Problem to solve:
Each entry below must be repeated word for word.

Supplied entries:
----

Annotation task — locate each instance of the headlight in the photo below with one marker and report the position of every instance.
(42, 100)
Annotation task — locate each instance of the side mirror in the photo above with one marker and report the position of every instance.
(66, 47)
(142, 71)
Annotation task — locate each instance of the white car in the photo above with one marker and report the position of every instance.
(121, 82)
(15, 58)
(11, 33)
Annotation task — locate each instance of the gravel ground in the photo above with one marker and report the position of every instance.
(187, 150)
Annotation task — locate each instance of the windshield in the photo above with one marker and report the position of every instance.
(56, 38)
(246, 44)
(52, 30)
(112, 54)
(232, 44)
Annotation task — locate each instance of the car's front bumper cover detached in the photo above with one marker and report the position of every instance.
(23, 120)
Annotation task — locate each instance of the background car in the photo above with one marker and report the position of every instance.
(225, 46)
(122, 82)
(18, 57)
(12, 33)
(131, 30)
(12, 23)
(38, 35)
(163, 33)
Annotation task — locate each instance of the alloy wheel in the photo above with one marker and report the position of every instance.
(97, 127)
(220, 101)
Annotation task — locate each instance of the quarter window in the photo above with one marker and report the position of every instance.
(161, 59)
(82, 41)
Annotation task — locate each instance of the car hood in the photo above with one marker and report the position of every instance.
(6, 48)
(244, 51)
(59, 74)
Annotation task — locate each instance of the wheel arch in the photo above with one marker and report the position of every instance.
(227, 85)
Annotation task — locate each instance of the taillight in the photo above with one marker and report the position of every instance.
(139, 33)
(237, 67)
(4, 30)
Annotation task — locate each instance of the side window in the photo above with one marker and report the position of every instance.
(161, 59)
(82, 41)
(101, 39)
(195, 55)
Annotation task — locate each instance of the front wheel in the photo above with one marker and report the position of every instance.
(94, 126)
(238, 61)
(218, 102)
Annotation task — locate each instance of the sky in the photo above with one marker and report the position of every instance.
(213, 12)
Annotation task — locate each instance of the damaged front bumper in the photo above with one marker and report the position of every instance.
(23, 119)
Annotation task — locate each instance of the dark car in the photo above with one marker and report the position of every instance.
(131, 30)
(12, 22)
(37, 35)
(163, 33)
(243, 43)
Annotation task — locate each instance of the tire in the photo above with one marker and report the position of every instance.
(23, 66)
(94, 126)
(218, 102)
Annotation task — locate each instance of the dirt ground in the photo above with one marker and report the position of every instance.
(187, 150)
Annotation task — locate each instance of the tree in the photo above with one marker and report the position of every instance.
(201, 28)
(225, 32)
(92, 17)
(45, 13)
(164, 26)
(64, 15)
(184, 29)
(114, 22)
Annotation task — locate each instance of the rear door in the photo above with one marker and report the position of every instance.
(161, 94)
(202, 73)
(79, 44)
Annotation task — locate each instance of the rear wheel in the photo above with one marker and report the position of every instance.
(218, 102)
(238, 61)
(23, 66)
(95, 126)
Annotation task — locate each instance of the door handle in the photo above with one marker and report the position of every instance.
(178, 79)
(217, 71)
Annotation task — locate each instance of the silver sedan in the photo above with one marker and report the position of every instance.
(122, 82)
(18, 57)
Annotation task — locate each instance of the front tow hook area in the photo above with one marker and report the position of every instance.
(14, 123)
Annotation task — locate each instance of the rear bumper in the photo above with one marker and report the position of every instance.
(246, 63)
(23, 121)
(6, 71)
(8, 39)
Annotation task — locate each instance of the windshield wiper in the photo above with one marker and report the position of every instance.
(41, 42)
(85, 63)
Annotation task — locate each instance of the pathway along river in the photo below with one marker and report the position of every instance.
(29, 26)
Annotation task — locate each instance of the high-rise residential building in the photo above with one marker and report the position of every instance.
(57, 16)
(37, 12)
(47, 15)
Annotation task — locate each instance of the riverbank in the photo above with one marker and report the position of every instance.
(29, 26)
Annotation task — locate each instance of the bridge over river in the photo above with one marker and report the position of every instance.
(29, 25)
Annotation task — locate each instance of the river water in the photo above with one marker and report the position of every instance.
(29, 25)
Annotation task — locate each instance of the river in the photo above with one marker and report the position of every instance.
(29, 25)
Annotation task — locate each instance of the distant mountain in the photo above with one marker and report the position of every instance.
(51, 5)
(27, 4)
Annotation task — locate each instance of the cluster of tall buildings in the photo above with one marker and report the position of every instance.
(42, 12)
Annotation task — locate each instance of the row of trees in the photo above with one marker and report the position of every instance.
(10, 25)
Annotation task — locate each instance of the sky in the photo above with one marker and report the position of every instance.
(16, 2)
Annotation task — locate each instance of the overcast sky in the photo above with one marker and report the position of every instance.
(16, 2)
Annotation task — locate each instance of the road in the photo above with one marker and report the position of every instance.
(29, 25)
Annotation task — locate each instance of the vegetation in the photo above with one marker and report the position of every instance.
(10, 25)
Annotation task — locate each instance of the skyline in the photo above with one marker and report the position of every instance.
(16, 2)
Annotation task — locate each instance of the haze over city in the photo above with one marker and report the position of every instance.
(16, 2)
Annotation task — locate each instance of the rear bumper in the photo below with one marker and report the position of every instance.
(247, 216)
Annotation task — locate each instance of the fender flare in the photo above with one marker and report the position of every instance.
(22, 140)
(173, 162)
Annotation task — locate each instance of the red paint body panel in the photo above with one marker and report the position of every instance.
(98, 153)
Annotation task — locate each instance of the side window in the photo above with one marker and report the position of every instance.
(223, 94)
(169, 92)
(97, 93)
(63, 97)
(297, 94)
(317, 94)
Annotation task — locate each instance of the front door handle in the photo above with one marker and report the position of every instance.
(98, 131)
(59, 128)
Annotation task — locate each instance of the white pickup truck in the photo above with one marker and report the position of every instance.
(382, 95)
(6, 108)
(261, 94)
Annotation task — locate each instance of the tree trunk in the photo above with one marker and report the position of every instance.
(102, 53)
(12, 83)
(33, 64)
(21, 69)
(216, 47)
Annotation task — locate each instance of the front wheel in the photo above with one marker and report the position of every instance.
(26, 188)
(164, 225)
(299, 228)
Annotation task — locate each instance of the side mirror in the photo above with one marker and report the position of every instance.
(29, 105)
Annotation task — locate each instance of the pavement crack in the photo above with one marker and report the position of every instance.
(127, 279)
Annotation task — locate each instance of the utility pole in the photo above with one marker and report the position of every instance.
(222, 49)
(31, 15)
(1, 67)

----

Exercise response:
Annotation task — locate each instance of the headlight in the photo below with one marker and report the position of every instance.
(42, 100)
Annotation task — locate each instance of the side mirror in the photo above with one marker and report the position of every instance.
(66, 47)
(142, 71)
Annotation task — locate each instance of the white car in the photo above with one marker and report the position of every instance.
(121, 82)
(15, 58)
(11, 33)
Annotation task — locate each instance of the gravel ground in the photo above with one marker and report the position of every instance.
(187, 150)
Annotation task — locate each instance of the windshield in the photo above with one marker and report the position of every instance.
(56, 38)
(246, 44)
(52, 30)
(112, 54)
(232, 44)
Annotation task — locate each instance of the car's front bumper cover detached in the photo above with one marker and report the position of every instance.
(23, 120)
Annotation task — locate each instance of the background car in the photo above with one marker and report the position of every instance.
(225, 46)
(122, 82)
(18, 57)
(12, 33)
(131, 30)
(12, 23)
(38, 35)
(163, 33)
Annotation task — locate each instance of the alloy wheel in the photo above with one marker and report the position of every instance.
(97, 127)
(220, 101)
Annotation task — locate each instance of the quarter window in the photo above with one marker and report the position of every instance.
(161, 59)
(82, 41)
Annotation task — locate each instance of the car hood in the photo above with one marker and report the position of every instance.
(6, 48)
(244, 51)
(59, 74)
Annotation task — locate each instance of the wheel arch in the photo above with one marker and report the position of every instance.
(227, 85)
Annotation task — locate each instance of the taillight in the photo above with one marker and report the position of every instance.
(139, 33)
(237, 67)
(4, 30)
Annotation task — locate each instance of the side window in the photo above with one marker and report the position of every instance.
(161, 59)
(82, 41)
(101, 39)
(195, 55)
Annotation task — locate each instance of the front wheel in the photo above with one marker and report the position of every instance.
(94, 126)
(238, 61)
(218, 102)
Annotation task — locate each instance of the sky in the photo above with one marker and report the position of every instance.
(213, 12)
Annotation task — locate each instance of the damaged front bumper in the photo above with one marker and report the position of every instance.
(23, 119)
Annotation task — locate each instance of the dark car in the photo above with one marker and report the position of every instance.
(131, 30)
(12, 22)
(37, 35)
(163, 33)
(243, 43)
Annotation task — locate each instance of the tire in the photo above with one marker and report the position of every instance.
(23, 66)
(94, 126)
(218, 102)
Annotation task — locate each instance of the dirt ground in the photo above with one marker and report the position of every instance.
(187, 150)
Annotation task — locate each instance of the tree in the photo above with one marker and report the position of every instance.
(201, 28)
(225, 32)
(92, 17)
(45, 13)
(164, 26)
(64, 15)
(184, 29)
(114, 22)
Annotation task — locate each instance of the rear door in the photo above with one marker and report the position of every instance.
(161, 94)
(202, 73)
(79, 44)
Annotation task — locate each instance of the rear wheel in the photo above with one marker and report the position of every instance.
(218, 102)
(238, 61)
(23, 66)
(95, 126)
Annotation task — locate each instance of the door handle in the photo above with one marker and report the position of every instance.
(178, 79)
(217, 71)
Annotation task — locate each instance of the silver sedan in the photo above with one marker and report the position of every instance.
(122, 82)
(18, 57)
Annotation task — locate each instance of the front tow hook area in the photo above with one marker and report the position of every instance.
(14, 123)
Annotation task — locate each instance of the rear bumper in the photo above with one marker and report the position of every instance.
(246, 63)
(23, 121)
(6, 71)
(8, 39)
Annotation task — locate each instance of the windshield wiper in the photo above with one marker and report the position of every instance.
(41, 42)
(85, 63)
Annotation task — locate each instance of the pathway along river in the photo below with one marker and report the position of every instance.
(29, 26)
Annotation task — locate each instance of the high-rise residential building in the photo above with one marker and report the position of every instance.
(57, 16)
(37, 12)
(47, 15)
Annotation task — locate each instance of the riverbank in the photo above with one marker and report the position of every instance.
(29, 26)
Annotation task — locate each instance of the bridge over river in the photo above with one marker and report the position of every instance.
(29, 25)
Annotation task — locate each instance of the river water in the photo above with one marker and report the position of every instance.
(29, 25)
Annotation task — locate each instance of the river in the photo above with one marker and report the position of every instance.
(29, 25)
Annotation task — locate each instance of the distant mountain in the photo above with one marker and report the position of every instance.
(51, 5)
(27, 4)
Annotation task — locate each instance of the cluster of tall buildings in the photo above with one marker and report the position of every instance.
(42, 12)
Annotation task — locate each instance of the row of trees in the photo above with one marker and report the position of every instance.
(10, 25)
Annotation task — locate each instance of the sky in the photo above with one marker and report the position of every instance.
(16, 2)
Annotation task — locate each instance of the overcast sky in the photo above with one marker and report the position of every instance.
(16, 2)
Annotation task — locate each instance of the road in the photo above with one marker and report the position of every instance.
(29, 25)
Annotation task — locate each instance of the vegetation in the photo above with one marker and report the position of every instance.
(10, 25)
Annotation task — locate each instance of the skyline in the photo above with one marker and report the position of every instance.
(16, 2)
Annotation task — locate each instance of the haze over city in the photo above with one marker and report the position of every instance.
(16, 2)
Annotation task — locate each instance of the rear bumper in the photo below with one marker and report the position of every instance.
(247, 216)
Annotation task — locate each instance of the fender flare in the photo above with one marker and report the position of every instance.
(22, 140)
(173, 162)
Annotation task — locate each instance of the red paint body panel in the photo above with one marker and report the position of every instance.
(98, 153)
Annotation task — locate each instance of the side window in the photo above with one marker and report the position of every instance.
(223, 94)
(169, 92)
(97, 93)
(63, 97)
(297, 94)
(317, 94)
Annotation task — locate each instance of the front door handle in the photo above with one marker and report the position of every instance.
(98, 131)
(59, 128)
Annotation task — locate each instance of the white pickup truck in the photo above with one marker and report the position of every instance.
(382, 95)
(6, 108)
(261, 94)
Annotation task — locate each instance of the tree trunk in the photo above with one marker and report the position of every instance.
(102, 53)
(12, 83)
(33, 64)
(21, 69)
(216, 47)
Annotation task — locate each instance of the front wheel in the photo above with one marker and report the position of every instance.
(26, 188)
(164, 225)
(299, 228)
Annotation task — locate each instance of the side mirror in the photo above with one marker and report the position of every instance.
(29, 105)
Annotation task — locate each instance of the pavement crack in the photo above with one marker and report the position of every instance.
(127, 279)
Annotation task — locate each instance of the utility pole in the photo above with one marker and report the position of every instance.
(222, 49)
(31, 15)
(1, 67)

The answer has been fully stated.